--- START OF Extracted material ---

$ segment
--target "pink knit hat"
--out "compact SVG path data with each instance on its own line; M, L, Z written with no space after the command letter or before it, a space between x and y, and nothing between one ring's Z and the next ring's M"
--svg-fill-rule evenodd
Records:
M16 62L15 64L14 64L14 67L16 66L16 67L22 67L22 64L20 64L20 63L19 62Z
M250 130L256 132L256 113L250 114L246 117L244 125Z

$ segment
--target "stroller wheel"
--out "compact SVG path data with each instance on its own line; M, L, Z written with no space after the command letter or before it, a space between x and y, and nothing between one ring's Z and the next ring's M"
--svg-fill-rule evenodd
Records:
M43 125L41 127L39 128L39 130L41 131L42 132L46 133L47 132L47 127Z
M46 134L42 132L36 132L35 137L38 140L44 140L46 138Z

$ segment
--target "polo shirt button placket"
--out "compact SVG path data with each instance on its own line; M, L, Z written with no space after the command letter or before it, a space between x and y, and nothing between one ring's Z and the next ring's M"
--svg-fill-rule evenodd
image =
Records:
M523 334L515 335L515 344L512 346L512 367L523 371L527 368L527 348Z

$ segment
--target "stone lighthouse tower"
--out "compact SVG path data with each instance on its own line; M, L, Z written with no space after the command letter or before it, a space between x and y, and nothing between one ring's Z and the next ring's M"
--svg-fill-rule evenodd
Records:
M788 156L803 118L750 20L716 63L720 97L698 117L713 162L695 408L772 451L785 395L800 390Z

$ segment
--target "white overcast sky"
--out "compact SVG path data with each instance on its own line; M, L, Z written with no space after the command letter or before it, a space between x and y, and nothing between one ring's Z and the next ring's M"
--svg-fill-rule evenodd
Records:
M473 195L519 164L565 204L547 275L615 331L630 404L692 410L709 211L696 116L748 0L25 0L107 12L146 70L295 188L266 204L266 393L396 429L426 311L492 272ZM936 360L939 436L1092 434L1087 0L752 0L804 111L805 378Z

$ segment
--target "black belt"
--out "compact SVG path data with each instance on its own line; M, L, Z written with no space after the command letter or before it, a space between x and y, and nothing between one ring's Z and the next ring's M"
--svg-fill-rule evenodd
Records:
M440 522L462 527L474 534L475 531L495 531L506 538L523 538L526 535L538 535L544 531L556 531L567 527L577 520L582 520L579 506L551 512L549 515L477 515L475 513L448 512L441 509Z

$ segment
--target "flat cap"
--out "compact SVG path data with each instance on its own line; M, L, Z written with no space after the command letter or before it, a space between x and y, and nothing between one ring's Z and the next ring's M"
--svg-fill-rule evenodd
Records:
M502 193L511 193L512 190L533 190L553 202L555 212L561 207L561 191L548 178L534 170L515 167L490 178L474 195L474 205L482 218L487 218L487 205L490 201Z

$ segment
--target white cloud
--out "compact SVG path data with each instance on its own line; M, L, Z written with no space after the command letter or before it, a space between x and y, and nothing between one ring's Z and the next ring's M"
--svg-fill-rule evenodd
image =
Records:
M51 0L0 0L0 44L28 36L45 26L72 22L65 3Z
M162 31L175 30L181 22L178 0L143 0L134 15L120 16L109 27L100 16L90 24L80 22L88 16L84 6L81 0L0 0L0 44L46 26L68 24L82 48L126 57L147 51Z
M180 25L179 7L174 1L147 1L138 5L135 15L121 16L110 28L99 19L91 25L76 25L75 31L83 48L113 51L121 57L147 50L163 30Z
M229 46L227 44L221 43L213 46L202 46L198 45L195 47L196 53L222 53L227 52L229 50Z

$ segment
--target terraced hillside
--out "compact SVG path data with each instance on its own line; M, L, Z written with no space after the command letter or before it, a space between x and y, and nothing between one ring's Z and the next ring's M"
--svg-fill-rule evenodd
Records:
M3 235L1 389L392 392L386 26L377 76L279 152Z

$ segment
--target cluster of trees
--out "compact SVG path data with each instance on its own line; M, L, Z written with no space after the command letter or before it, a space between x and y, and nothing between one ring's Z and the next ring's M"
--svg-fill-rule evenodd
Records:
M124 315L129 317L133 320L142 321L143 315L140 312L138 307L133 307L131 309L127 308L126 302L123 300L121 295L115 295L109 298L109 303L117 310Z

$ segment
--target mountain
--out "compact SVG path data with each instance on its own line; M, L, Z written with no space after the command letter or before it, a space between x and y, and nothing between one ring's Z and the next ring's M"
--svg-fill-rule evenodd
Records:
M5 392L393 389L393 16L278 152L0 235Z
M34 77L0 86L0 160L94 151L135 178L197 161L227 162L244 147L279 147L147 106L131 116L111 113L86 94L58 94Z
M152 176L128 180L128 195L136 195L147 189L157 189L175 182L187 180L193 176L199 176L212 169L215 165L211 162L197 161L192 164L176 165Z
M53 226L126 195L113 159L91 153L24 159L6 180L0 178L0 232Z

--- END OF Extracted material ---

Given instruction: Lay out the rows above as a Markdown table with the columns "Line" and "Content", omitting blank lines. Begin at the first row and stop after the line containing "M788 156L803 118L750".

Finished answer:
| Line | Content |
|---|---|
| 1 | $ segment |
| 2 | --target "pink knit hat" |
| 3 | --out "compact SVG path data with each instance on its own line; M, L, Z written with no space after the command letter or before it, a space between x and y, and nothing between one ring's Z and the next ring's M" |
| 4 | --svg-fill-rule evenodd |
| 5 | Records: |
| 6 | M16 62L15 64L14 64L14 67L16 66L16 67L22 67L22 64L20 64L20 63L19 62Z |
| 7 | M250 130L256 132L256 113L250 114L246 117L244 125Z |
| 8 | $ segment |
| 9 | --target "stroller wheel" |
| 10 | --out "compact SVG path data with each instance on its own line; M, L, Z written with no space after the command letter or before it, a space between x and y, and nothing between one ring's Z and the next ring's M" |
| 11 | --svg-fill-rule evenodd |
| 12 | Records: |
| 13 | M43 125L41 127L39 128L39 130L41 131L42 132L46 133L47 132L47 127Z |
| 14 | M46 134L42 132L36 132L35 137L38 140L44 140L46 138Z |
| 15 | $ segment |
| 16 | --target "polo shirt button placket" |
| 17 | --out "compact SVG path data with each instance on its own line; M, L, Z written with no space after the command letter or before it, a space between x and y, and nothing between one ring's Z and the next ring's M" |
| 18 | --svg-fill-rule evenodd |
| 19 | image = |
| 20 | Records: |
| 21 | M523 334L515 335L515 344L512 346L512 367L523 371L527 368L527 348Z |
| 22 | $ segment |
| 23 | --target "stone lighthouse tower" |
| 24 | --out "compact SVG path data with each instance on its own line; M, L, Z written with no space after the command letter or before it, a space between x and y, and nothing between one ring's Z and the next ring's M" |
| 25 | --svg-fill-rule evenodd |
| 26 | Records: |
| 27 | M788 156L803 118L750 20L716 63L720 97L698 117L713 162L695 408L772 451L785 395L800 390Z |